* Information supplied:
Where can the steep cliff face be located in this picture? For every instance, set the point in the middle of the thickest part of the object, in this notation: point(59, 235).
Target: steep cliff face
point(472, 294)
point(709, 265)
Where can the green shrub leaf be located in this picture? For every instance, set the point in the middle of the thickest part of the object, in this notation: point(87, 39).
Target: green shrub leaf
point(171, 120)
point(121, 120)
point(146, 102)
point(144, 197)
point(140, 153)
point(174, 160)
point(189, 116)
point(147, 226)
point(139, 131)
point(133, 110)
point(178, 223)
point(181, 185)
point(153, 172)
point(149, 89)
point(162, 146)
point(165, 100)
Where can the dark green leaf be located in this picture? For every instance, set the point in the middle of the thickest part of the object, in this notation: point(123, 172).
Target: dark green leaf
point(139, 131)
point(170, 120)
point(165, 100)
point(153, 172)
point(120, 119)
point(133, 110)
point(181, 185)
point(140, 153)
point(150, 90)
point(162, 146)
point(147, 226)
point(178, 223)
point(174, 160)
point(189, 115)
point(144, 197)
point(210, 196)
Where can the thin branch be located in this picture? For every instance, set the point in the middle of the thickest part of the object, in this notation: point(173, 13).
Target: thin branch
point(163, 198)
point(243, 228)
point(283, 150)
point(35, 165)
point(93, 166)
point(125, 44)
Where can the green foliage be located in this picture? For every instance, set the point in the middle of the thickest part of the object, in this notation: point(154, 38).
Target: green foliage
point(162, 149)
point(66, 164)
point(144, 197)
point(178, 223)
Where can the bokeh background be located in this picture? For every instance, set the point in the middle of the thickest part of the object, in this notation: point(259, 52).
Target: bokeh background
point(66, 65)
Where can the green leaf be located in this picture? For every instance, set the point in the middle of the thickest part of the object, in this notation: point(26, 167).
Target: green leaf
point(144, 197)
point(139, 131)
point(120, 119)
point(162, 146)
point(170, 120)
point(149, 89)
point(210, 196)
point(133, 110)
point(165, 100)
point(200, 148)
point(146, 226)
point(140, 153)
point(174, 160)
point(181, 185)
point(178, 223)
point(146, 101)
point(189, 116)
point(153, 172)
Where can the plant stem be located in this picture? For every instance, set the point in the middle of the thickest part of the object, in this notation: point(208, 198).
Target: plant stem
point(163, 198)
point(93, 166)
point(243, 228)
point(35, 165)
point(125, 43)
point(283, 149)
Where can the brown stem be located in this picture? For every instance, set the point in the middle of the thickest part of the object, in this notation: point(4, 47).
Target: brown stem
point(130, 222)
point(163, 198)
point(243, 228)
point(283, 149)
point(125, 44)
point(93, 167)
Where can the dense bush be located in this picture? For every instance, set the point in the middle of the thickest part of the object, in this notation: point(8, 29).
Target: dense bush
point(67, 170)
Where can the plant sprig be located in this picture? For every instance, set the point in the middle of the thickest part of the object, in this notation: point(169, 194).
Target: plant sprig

* Task statement:
Rewrite all the entries above as a numbered list with one line per number, and leave out any blank lines.

* Full output:
1. Where can the steep cliff face be located in this picture? For every instance, set the point in the middle of the thickest part of the object, in this notation: point(59, 235).
2. Target: steep cliff face
3. point(472, 294)
4. point(709, 265)
5. Where can the green shrub leaf be located in this picture? For every instance, set the point in the middle of the thickest part of the object, in this notation: point(87, 39).
6. Target: green shrub leaf
7. point(171, 120)
8. point(121, 120)
9. point(146, 102)
10. point(144, 197)
11. point(140, 153)
12. point(174, 160)
13. point(189, 116)
14. point(147, 226)
15. point(139, 131)
16. point(133, 110)
17. point(178, 223)
18. point(181, 185)
19. point(153, 172)
20. point(149, 89)
21. point(162, 146)
22. point(165, 100)
23. Where can the dark green leaf be located in this picture? For every instance, set the point in the middle of the thickest part of the object, in this notation: point(123, 172).
24. Target: dark green leaf
25. point(139, 131)
26. point(170, 120)
27. point(165, 100)
28. point(153, 172)
29. point(120, 119)
30. point(133, 110)
31. point(181, 185)
32. point(140, 153)
33. point(150, 90)
34. point(162, 146)
35. point(147, 226)
36. point(178, 223)
37. point(174, 160)
38. point(189, 115)
39. point(144, 197)
40. point(210, 196)
41. Where can the thin branch be located in this picture? For every instance, set the point in the middle of the thickest part of the object, in this notation: point(173, 13).
42. Target: thin branch
43. point(163, 198)
44. point(243, 228)
45. point(283, 150)
46. point(35, 165)
47. point(93, 166)
48. point(125, 44)
49. Where can the green foliage be located in this picture? For every instance, set the point in the middle of the thickest part of the object, in this notation: point(154, 38).
50. Target: green foliage
51. point(162, 149)
52. point(66, 164)
53. point(144, 197)
54. point(178, 223)
55. Where can the bokeh background be located in this picture? For every instance, set the point in the middle of the thickest part of the object, in this notation: point(259, 52).
56. Target: bokeh background
57. point(66, 65)
58. Where can the green leaf be located in this picture? For every instance, set the point in the middle of the thickest part of the object, in this notation: point(26, 167).
59. Target: green leaf
60. point(144, 197)
61. point(139, 131)
62. point(120, 119)
63. point(162, 146)
64. point(170, 120)
65. point(149, 89)
66. point(210, 196)
67. point(133, 110)
68. point(165, 100)
69. point(200, 148)
70. point(146, 226)
71. point(140, 153)
72. point(174, 160)
73. point(181, 185)
74. point(178, 223)
75. point(146, 101)
76. point(189, 116)
77. point(153, 172)
78. Where can the plant stem be located in this picture? For every instance, set the point in the middle of the thickest part of the object, in this notation: point(208, 198).
79. Target: plant stem
80. point(163, 198)
81. point(93, 166)
82. point(243, 228)
83. point(35, 165)
84. point(125, 43)
85. point(283, 149)
86. Where can the brown stem be located in this picture? For every instance, set the point in the middle of the thickest part of the object, in this notation: point(4, 47).
87. Target: brown stem
88. point(130, 222)
89. point(163, 198)
90. point(243, 228)
91. point(283, 149)
92. point(125, 44)
93. point(93, 167)
94. Where can the dense bush be located in this picture? For every instance, set the point in the middle of the thickest part of the object, in this notation: point(8, 29).
95. Target: dense bush
96. point(67, 170)
97. Where can the plant sprig be located in this picture? For every instance, set the point in the middle of the thickest part of the object, in this notation: point(169, 194).
98. Target: plant sprig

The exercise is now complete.